"""
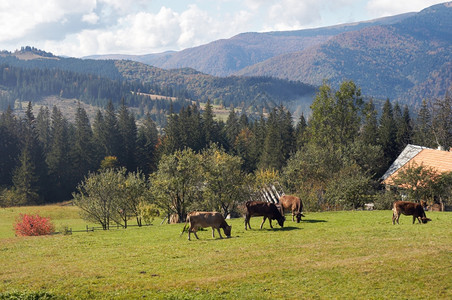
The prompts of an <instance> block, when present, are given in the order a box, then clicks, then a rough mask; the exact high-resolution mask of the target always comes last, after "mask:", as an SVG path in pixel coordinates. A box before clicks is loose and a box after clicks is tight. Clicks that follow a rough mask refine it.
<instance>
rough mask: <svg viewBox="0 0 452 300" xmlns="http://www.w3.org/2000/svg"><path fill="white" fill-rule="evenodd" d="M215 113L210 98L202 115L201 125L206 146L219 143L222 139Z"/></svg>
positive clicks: (204, 146) (203, 147)
mask: <svg viewBox="0 0 452 300" xmlns="http://www.w3.org/2000/svg"><path fill="white" fill-rule="evenodd" d="M214 117H215V115H214V113H213V108H212V105H211V104H210V99H208V100H207V103H206V106H205V108H204V111H203V113H202V115H201V126H202V132H203V137H204V147H203V148H205V147H206V146H207V145H209V144H210V143H218V142H219V141H220V137H219V132H218V124H217V122H215V120H214Z"/></svg>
"""
Task: Please repeat every line of the material above exactly and without its pictures.

Answer for the task:
The prompts of an <instance> block, when present, are given in the order a box, then clicks, then a rough mask; the exact high-resolution mask of the target always comes last, after "mask:", as an SVG path in pixel coordinates. A box before clicks is loose and a box after clicks is tight. Clicks that follow a rough mask refine it.
<instance>
rough mask: <svg viewBox="0 0 452 300" xmlns="http://www.w3.org/2000/svg"><path fill="white" fill-rule="evenodd" d="M215 113L210 98L202 115L201 125L206 146L219 143L222 139Z"/></svg>
positive clicks: (204, 146) (203, 147)
mask: <svg viewBox="0 0 452 300" xmlns="http://www.w3.org/2000/svg"><path fill="white" fill-rule="evenodd" d="M214 117H215V115H214V113H213V108H212V105H211V104H210V99H208V100H207V103H206V106H205V108H204V111H203V113H202V115H201V126H202V132H203V137H204V147H203V148H205V147H206V146H207V145H209V144H210V143H218V142H219V141H220V137H219V132H218V124H217V122H215V120H214Z"/></svg>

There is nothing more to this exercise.